Stored data entries:
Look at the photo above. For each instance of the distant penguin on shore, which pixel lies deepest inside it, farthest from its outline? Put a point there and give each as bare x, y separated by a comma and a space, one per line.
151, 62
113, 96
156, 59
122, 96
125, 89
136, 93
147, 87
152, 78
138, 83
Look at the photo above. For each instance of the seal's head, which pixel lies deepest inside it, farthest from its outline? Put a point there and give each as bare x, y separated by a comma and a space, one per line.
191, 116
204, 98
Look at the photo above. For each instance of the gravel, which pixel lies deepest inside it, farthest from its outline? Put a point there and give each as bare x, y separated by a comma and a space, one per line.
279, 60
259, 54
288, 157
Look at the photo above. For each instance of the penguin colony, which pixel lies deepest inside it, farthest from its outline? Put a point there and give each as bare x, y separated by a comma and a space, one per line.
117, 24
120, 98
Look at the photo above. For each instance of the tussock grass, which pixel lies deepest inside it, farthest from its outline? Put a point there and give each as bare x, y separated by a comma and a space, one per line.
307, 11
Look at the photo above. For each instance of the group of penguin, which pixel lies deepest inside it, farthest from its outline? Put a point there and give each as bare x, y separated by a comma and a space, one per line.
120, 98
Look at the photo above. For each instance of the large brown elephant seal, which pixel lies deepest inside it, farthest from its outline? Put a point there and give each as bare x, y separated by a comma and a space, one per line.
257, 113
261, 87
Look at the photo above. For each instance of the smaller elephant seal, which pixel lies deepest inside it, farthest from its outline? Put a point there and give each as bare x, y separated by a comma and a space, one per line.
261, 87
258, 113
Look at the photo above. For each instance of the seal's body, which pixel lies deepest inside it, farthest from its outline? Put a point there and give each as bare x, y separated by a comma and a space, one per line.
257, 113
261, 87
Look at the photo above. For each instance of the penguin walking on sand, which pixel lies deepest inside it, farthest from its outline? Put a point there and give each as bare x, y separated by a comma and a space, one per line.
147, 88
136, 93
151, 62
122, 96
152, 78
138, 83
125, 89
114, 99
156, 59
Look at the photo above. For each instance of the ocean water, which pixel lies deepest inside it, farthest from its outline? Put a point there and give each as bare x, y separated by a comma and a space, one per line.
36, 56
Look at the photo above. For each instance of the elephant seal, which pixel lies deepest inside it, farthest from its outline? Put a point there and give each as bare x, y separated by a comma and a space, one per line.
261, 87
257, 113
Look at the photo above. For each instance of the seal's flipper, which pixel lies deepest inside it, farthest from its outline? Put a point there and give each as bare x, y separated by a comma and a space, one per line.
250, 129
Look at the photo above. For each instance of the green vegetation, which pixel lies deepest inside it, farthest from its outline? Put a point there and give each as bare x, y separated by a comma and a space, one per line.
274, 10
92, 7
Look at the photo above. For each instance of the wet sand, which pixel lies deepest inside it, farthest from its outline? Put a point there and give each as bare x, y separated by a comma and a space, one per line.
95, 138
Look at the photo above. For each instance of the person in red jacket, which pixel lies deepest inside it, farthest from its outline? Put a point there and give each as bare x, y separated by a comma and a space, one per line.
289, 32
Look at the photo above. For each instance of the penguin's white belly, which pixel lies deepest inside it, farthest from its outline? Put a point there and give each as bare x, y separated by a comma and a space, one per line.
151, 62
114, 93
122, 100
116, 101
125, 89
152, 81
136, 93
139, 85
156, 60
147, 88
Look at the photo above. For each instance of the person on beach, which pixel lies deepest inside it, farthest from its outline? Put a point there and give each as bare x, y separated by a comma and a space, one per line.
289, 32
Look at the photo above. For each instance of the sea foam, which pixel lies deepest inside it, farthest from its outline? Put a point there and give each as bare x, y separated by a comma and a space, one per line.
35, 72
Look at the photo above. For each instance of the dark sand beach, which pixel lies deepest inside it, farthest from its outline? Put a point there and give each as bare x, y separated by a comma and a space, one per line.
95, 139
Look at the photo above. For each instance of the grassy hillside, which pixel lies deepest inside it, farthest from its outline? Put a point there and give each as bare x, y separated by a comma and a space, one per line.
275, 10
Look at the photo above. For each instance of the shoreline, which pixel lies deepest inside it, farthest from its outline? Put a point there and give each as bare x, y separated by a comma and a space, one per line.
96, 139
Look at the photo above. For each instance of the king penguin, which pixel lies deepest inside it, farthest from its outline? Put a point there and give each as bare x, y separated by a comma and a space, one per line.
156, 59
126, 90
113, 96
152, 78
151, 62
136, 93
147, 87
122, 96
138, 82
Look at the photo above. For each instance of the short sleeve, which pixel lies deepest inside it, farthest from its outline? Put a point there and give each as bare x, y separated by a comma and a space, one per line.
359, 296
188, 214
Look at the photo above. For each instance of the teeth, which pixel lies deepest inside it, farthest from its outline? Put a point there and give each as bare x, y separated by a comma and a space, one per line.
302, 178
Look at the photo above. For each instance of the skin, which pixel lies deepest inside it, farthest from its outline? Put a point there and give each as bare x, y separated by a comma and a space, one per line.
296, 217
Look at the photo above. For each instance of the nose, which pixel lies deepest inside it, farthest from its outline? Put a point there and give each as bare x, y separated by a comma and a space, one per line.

* TASK
Your response must consist of the entries, reproduced exactly.

* EXERCISE SOLUTION
Look at the photo above. For each instance of the distant penguin on shore, which pixel lies deepest inside it, farthest from its outline? Put a point there and give each as bare x, y separated by a comma and a space, one per line.
151, 62
113, 96
156, 59
122, 96
125, 89
136, 93
147, 87
152, 78
138, 83
Look at the photo above. For each instance of the seal's head, which pixel lies deepest inside it, farthest from its outline? Put a point there and give each as bare x, y separated by a comma and a space, one per line.
191, 116
204, 98
Look at the photo above. For each instance of the gravel, which pixel lies deepest inside it, farthest from its outline? Put a point there and give each as bare x, y separated by a comma and a space, one per line.
279, 60
259, 54
288, 157
Look at the photo above. For each instance of the penguin colony, which pixel lies deepest inside it, farthest from its outline? Put a point there and give each as bare x, y separated by a comma and a space, one per line.
117, 24
120, 98
Look at the photo above. For each instance of the tussock grass, which pixel lies deepest inside it, farthest from its outline? Put a point there and give each as bare x, y separated by a comma and a space, one per line.
307, 11
Look at the photo above. For each instance of the group of penguin, which pixel lies deepest inside it, farthest from its outline? Put a point there and give each as bare x, y separated by a comma and a space, one per line.
120, 98
Look at the photo above. For each instance of the large brown elephant seal, which pixel lies deepest inside it, farthest from its outline? Put a point there and give each as bare x, y separated by a comma and a space, one per line.
257, 113
261, 87
Look at the photo above. For each instance of the smaller elephant seal, which pixel lies deepest inside it, farthest from its outline? Put a point there and give each as bare x, y separated by a comma and a space, one per line.
261, 87
258, 113
Look at the photo above. For each instance of the seal's body, which pixel lies deepest inside it, farthest from its outline? Put a point there and give each as bare x, y separated by a comma and a space, one per line.
257, 113
261, 87
Look at the photo above. For each instance of the penguin walking on sand, which pixel lies deepest inside it, farthest from its outline? Put a point there and give each as bare x, y separated by a comma and a space, one per line.
147, 88
136, 93
151, 62
122, 96
152, 78
138, 83
125, 89
114, 99
156, 59
Look at the photo above. For each instance of the ocean water, which pixel lies deepest inside it, farthest from its outline? Put a point there and give each as bare x, y separated by a comma and a space, one per line.
36, 56
Look at the photo above. For each instance of the elephant seal, which pixel lies deepest inside it, farthest from its outline? Put a point there and give each as bare x, y separated by a comma and a space, one per line.
261, 87
257, 113
Look at the photo above. For each instance of the seal's flipper, which pixel lies deepest inside it, farthest from its outline? Put a point there and give each as bare x, y separated by a comma and a space, one per line.
250, 129
Look at the photo above. For each instance of the green vegetation, which pixel lies deepest inside it, farthest from its outline? Put a point there and give each as bare x, y separated by a comma and a space, one per line.
274, 10
92, 7
Look at the photo above. For each instance of the wet sand, which pixel lies deepest inside it, farthest from its outline? Put a point there and give each as bare x, y separated by a comma and a space, one per line.
95, 138
Look at the photo above. For each instance of the person in red jacket, which pixel lies deepest inside it, farthest from its outline? Put a point there and give each as bare x, y separated by a comma and a space, one per line.
289, 32
Look at the photo above. For each instance of the penguin's white belly, which pixel lies deepest inside it, farthest from its outline? Put a point there and give each as bare x, y separated by a comma and a space, one per line.
151, 62
114, 93
122, 100
116, 101
125, 89
152, 81
136, 93
139, 85
156, 60
147, 88
Look at the photo above. For each instance of the person on beach, which pixel lies deepest inside it, farthest from its outline? Put a point there and give each as bare x, y separated by a comma and a space, one per line.
289, 32
Look at the photo above. For each instance of the sea foam, which pixel lies deepest inside it, farthest from its outline? Put a point there and give each as bare x, y separated by a comma and a space, one per line.
35, 72
Look at the photo above. For each instance of the dark sand beach, which pixel lies deepest inside it, farthest from its outline? Put a point there and give each as bare x, y separated by a comma and a space, one per line.
95, 139
Look at the photo above. For each instance of the grassy hillside, which pixel lies deepest inside it, farthest from its outline? Put a point there and give each as bare x, y separated by a comma and a space, one per line.
275, 10
Look at the photo above. For each instance of the shoreline, which pixel lies deepest inside it, farthest from its outline? Put a point there and give each as bare x, y separated by a comma and a space, one per line.
96, 139
Look at the photo above. For each instance of the king penguin, which pixel lies deepest inside it, farthest from its outline? Put a point there and give each as bare x, y separated by a comma and a space, one per line.
156, 59
126, 90
113, 96
152, 78
151, 62
136, 93
147, 87
122, 96
138, 82
Look at the photo above. For each instance of the short sleeve, which pixel lies deepest inside it, farthest from its outline? Put a point there and give each as bare x, y separated by a comma and a space, one per line.
359, 296
188, 214
Look at the photo above. For each instance of the teeth, which pixel lies deepest inside it, farthest from its outline? Put a point there and give each as bare x, y separated by a comma and a space, one per line.
302, 178
Look at the photo above. For each instance of the skin, which pixel lies deepest inside it, farthest from its outline? Put a point there and give each as bare x, y separated by a comma and a space, one per line.
296, 217
Look at the photo above. For each instance of the nose, which pixel lies deepest inside it, farthest from its outline? Put a point there and give each as bare x, y separated by a comma and a space, one per line.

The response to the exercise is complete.